This should work reasonably well w/ 0.7 indexes. Cassandra tracks
statistics on index selectivity, so it would plan that query as "index
lookup on e=5, then iterate over those results and return only rows
that also have type=2."

On Thu, Apr 14, 2011 at 5:33 AM, David Boxenhorn <da...@taotown.com> wrote:
> Thank you for your answer, and sorry about the sloppy terminology.
>
> I'm thinking of the scenario where there are a small number of results in
> the result set, but there are billions of rows in the first of your
> secondary indexes.
>
> That is, I want to do something like (not sure of the CQL syntax):
>
> select * where type=2 and e=5
>
> where there are billions of rows of type 2, but some manageable number of
> those rows have e=5.
>
> As I understand it, secondary indexes are like column families, where each
> value is a column. So the billions of rows where type=2 would go into a
> single row of the secondary index. This sounds like a problem to me, is it?
>
> I'm assuming that the billions of rows that don't have column "e" at all
> (those rows of other types) are not a problem at all...

★ ★ ★

## WRITTEN TASK A
In the email about Cassandra secondary indexes, what does Cassandra track statistics on?
## WRITTEN TASK B
Write the next part of the email about Cassandra secondary indexes, starting right after its final sentence.
The material that comes next is from a different source than this email.

## DATASET EXCERPTS
★ ★ ★

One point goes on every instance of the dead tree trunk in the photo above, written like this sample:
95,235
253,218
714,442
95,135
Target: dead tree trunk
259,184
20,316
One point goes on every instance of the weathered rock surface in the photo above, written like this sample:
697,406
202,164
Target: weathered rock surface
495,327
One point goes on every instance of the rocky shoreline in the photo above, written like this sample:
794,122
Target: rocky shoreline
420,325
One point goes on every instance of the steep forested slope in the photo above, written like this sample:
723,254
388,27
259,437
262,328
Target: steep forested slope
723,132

★ ★ ★

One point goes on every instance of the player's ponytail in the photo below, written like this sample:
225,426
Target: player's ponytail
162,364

★ ★ ★

## WRITTEN REPLY A
Index selectivity.

## WRITTEN REPLY B
>
> On Thu, Apr 14, 2011 at 12:12 PM, aaron morton <aa...@thelastpickle.com>
> wrote:
>>
>> Need to clear up some terminology here.
>> Rows have a key and can be retrieved by key. This is *sort of* the primary
>> index, but not primary in the normal RDBMS sense.
>> Rows can have different columns and the column names are sorted and can be
>> efficiently selected.
>> There are "secondary indexes" in cassandra 0.7 based on column
>> values http://www.datastax.com/dev/blog/whats-new-cassandra-07-secondary-indexes
>> So you could create secondary indexes on the a,e, and h columns and get
>> rows that have specific values. There are some limitations to secondary
>> indexes, read the linked article.
>> Or you can make your own secondary indexes using row keys as the index
>> values.
>> If you have billions of rows, how many do you need to read back at once?
>> Hope that helps
>> Aaron
>>
>> On 14 Apr 2011, at 04:23, David Boxenhorn wrote:
>>
>> Is it possible in 0.7.x to have indexes on heterogeneous rows, which have
>> different sets of columns?
>>
>> For example, let's say you have three types of objects (1, 2, 3) which
>> each had three members. If your rows had the following pattern
>>
>> type=1 a=? b=? c=?
>> type=2 d=? e=? f=?
>> type=3 g=? h=? i=?
>>
>> could you index "type" as your primary index, and also index "a", "e", "h"
>> as secondary indexes, to get the objects of that type that you are looking
>> for?
>>
>> Would it work if you had billions of rows of each type?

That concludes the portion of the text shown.